◆ **PROBLEM STATEMENT**
Your reply should contain only the line with "Where can you see the front fender" and the lines after it through the end of the data, each written out exactly.

◆ **DATA SUPPLIED**
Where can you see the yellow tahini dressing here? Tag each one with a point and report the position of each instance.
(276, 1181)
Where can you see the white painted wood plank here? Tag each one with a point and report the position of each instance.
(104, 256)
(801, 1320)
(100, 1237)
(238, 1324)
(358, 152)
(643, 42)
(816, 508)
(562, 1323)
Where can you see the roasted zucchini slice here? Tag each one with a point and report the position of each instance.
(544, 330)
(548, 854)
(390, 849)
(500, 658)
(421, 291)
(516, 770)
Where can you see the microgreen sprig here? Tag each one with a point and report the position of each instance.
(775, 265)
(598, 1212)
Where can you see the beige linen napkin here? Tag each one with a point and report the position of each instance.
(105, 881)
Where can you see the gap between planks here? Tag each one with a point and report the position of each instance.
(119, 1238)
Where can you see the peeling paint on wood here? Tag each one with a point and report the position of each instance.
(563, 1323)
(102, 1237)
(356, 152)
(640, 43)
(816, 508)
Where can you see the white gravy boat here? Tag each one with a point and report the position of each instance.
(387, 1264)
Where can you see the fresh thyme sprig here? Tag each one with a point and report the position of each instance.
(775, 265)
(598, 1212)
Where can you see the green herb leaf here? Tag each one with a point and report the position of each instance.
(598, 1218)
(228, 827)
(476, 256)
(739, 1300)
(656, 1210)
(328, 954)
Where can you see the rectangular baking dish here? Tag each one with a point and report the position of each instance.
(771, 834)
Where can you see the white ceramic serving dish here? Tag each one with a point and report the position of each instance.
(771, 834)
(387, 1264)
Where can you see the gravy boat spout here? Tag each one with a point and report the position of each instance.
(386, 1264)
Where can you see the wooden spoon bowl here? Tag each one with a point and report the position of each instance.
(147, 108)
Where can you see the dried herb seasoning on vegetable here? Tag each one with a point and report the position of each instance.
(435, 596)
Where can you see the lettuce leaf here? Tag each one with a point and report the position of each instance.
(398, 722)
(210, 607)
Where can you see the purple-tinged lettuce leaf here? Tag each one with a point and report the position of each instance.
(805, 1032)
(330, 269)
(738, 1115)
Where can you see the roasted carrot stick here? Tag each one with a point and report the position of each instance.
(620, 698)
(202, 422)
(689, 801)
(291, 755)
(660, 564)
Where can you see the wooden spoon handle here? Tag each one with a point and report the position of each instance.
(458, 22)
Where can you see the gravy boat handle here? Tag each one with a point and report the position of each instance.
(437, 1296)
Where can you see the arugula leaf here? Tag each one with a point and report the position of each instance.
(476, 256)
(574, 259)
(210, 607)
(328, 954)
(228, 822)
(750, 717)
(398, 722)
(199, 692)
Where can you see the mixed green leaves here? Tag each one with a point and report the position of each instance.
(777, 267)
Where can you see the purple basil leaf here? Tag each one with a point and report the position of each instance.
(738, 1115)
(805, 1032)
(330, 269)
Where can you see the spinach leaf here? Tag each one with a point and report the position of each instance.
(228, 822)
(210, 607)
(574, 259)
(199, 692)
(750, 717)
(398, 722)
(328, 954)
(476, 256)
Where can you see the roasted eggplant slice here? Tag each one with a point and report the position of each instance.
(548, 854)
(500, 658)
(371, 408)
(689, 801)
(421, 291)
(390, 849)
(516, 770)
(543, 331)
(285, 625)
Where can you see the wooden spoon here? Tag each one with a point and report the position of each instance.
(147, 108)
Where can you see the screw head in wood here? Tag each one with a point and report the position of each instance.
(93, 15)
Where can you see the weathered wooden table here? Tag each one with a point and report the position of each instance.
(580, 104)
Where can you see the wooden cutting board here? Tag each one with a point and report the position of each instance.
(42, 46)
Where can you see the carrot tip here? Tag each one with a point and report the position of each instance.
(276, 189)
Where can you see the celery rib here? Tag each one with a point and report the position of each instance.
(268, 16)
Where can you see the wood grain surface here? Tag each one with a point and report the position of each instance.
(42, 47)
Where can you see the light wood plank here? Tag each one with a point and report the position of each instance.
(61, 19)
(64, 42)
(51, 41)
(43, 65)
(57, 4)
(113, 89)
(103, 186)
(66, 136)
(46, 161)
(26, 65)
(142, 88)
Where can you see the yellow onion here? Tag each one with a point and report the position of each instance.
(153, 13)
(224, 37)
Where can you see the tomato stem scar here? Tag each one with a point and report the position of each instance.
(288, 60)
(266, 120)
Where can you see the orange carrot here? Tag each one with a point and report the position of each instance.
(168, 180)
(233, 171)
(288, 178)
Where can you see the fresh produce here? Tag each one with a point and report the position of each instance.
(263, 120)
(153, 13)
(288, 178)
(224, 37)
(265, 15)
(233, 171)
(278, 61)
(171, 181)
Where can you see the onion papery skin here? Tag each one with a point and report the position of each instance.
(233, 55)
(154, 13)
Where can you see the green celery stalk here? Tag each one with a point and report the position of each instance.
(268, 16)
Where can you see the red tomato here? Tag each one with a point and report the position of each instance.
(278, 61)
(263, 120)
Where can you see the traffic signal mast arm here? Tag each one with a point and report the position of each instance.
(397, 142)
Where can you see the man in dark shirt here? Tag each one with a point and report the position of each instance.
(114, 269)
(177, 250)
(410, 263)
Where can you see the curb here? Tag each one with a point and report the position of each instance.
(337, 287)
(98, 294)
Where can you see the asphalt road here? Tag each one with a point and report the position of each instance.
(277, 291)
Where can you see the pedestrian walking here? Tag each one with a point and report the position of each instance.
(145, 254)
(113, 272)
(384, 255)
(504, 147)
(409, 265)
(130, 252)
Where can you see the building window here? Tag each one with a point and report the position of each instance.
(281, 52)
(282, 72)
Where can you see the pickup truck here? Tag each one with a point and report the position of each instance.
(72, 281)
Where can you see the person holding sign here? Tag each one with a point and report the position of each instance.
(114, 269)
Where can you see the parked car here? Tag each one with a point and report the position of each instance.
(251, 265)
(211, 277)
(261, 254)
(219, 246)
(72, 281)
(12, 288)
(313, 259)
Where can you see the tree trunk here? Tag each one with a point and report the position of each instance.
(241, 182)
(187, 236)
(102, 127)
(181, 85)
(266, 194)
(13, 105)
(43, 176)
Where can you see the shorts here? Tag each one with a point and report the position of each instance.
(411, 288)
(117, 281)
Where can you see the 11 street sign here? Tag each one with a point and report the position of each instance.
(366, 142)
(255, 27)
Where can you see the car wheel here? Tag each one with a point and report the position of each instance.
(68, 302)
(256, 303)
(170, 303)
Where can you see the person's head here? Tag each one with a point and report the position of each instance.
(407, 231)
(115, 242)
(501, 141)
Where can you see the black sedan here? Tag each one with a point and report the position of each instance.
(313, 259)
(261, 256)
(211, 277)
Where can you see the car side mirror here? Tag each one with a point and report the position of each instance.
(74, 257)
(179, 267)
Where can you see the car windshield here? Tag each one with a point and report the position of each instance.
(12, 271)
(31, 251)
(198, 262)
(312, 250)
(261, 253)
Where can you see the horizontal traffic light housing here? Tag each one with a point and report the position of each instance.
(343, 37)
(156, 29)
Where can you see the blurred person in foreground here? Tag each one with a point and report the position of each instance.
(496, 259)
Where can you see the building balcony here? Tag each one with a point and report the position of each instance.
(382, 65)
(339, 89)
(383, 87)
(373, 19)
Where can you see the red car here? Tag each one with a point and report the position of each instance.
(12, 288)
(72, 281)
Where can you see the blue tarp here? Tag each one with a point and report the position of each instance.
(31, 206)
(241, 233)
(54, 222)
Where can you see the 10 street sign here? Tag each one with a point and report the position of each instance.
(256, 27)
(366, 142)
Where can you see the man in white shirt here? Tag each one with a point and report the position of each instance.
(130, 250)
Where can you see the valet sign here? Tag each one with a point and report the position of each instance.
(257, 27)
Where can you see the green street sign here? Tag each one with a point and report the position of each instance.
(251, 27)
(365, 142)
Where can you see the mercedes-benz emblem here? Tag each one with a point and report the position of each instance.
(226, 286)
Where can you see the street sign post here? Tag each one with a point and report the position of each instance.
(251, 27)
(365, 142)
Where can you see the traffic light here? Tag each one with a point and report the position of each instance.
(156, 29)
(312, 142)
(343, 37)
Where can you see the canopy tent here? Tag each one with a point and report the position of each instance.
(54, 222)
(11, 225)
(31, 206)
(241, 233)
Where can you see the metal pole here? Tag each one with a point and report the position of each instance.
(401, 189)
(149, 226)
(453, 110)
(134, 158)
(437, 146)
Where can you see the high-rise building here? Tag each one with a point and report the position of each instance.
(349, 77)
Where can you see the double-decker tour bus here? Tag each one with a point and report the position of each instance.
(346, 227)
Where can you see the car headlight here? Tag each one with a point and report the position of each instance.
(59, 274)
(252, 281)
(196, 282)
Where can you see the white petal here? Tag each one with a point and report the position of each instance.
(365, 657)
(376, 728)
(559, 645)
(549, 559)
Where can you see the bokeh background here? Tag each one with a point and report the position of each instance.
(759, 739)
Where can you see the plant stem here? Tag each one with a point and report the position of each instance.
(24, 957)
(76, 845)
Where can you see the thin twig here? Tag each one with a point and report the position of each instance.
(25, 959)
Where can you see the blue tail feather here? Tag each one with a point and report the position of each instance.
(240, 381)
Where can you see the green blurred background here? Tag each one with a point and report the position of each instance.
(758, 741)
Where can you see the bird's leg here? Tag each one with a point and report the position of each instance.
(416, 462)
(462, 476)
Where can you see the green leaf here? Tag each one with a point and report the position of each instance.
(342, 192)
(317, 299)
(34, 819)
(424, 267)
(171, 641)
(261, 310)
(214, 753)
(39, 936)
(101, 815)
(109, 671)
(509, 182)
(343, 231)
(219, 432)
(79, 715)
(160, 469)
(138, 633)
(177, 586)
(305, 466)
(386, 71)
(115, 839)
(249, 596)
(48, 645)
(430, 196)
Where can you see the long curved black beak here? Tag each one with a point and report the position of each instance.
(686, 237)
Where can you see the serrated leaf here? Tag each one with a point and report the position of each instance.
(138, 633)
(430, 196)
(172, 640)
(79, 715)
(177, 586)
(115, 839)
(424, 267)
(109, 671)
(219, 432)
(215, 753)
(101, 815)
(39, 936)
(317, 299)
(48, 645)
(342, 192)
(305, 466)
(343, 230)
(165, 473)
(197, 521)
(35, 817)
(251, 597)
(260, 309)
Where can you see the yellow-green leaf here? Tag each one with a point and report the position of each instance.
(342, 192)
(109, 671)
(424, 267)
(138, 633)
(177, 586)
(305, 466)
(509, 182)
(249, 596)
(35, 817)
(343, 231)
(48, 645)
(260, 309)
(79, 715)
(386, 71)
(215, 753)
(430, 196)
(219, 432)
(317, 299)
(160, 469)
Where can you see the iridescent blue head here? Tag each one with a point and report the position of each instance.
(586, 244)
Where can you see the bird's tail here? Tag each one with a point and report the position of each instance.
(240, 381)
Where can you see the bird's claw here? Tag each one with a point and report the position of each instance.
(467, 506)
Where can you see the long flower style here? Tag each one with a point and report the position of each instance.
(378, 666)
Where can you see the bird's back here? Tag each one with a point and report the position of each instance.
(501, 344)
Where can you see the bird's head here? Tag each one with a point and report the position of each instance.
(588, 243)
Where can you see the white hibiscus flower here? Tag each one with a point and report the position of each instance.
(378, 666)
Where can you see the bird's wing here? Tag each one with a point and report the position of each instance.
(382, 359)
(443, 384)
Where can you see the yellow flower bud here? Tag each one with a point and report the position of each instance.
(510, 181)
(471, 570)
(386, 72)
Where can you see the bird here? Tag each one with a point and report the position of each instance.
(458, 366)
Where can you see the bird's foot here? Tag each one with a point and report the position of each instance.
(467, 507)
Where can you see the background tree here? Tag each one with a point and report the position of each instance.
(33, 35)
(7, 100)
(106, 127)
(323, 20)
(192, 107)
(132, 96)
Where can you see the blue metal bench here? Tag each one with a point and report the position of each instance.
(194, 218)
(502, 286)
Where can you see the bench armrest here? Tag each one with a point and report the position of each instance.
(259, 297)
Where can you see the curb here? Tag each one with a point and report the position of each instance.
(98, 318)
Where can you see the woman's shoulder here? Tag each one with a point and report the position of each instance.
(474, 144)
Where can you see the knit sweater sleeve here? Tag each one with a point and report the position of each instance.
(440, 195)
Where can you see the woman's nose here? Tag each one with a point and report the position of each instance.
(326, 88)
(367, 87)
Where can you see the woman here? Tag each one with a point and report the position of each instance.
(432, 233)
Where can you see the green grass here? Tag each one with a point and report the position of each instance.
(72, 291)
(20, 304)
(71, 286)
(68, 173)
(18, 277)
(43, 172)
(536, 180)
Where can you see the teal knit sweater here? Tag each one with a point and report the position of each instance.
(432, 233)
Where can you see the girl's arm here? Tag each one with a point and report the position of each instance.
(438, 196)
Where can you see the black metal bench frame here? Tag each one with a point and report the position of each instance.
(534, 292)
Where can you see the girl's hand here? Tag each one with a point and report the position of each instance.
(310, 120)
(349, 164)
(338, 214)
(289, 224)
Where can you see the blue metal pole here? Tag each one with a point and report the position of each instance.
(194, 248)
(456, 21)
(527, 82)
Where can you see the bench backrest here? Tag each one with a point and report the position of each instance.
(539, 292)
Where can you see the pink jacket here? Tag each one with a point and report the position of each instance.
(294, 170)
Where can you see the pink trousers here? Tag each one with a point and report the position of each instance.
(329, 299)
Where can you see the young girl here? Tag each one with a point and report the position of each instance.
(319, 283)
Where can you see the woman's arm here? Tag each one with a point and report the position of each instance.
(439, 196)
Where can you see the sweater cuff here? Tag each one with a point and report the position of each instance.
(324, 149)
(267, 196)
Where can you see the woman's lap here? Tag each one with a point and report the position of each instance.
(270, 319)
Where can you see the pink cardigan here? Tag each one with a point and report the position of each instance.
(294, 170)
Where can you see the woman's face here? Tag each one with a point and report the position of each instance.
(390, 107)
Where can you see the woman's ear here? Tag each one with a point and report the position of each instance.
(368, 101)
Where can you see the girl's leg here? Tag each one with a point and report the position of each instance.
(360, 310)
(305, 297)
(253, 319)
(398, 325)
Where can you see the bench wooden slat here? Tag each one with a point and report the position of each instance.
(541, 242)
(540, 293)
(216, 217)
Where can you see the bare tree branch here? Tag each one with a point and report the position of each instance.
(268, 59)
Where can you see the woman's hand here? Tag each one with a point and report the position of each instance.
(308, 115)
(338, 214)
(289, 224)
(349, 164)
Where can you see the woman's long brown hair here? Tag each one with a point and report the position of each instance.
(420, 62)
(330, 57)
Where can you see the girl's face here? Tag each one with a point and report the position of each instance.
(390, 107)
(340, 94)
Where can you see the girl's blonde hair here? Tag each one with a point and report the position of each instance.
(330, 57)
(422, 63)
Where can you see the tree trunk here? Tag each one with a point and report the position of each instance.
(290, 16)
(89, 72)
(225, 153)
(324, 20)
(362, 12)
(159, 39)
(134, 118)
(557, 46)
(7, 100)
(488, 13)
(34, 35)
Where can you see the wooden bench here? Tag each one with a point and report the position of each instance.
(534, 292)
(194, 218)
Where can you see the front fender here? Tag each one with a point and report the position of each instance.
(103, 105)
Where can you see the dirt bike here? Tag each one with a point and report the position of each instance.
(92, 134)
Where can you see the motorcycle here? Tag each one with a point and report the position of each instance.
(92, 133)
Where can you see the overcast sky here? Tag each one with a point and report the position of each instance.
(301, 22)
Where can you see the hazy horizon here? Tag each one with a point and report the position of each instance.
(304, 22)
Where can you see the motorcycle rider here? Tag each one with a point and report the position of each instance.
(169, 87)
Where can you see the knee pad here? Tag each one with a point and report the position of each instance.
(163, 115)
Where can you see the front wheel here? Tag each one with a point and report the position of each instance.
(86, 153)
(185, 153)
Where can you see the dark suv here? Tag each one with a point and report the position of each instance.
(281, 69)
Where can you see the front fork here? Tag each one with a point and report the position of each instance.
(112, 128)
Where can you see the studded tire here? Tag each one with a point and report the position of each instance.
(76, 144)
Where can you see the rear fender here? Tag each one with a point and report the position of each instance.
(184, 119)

◆ **REPLY**
Where can you see the front fender here? Tag each one with a point and report the position of each instance.
(103, 105)
Where can you see the dirt bike here? Tag each one with a point and report the position of each instance.
(92, 134)
Where can you see the motorcycle here? Tag each one with a point and report the position of each instance.
(92, 133)
Where can you see the overcast sky here? Tag each one with a point and report the position of each instance.
(301, 22)
Where can you see the hazy horizon here? Tag each one with a point and report the position of each instance.
(304, 22)
Where can you see the motorcycle rider here? Tag each one with a point and report the position of each instance.
(169, 87)
Where can you see the knee pad here? Tag each one with a point and report the position of each instance.
(163, 115)
Where can you see the front wheel here? Tag each one with a point and report the position of each instance.
(86, 153)
(185, 153)
Where can you see the dark suv here? Tag each one with a point and report the position of each instance.
(281, 69)
Where can you see the front fork here? Tag each one with a point and report the position of each instance.
(112, 128)
Where can you see the studded tire here? Tag each one with a point and report the position of each instance.
(76, 144)
Where can you see the rear fender here? Tag each one with a point and report the position of each instance.
(184, 119)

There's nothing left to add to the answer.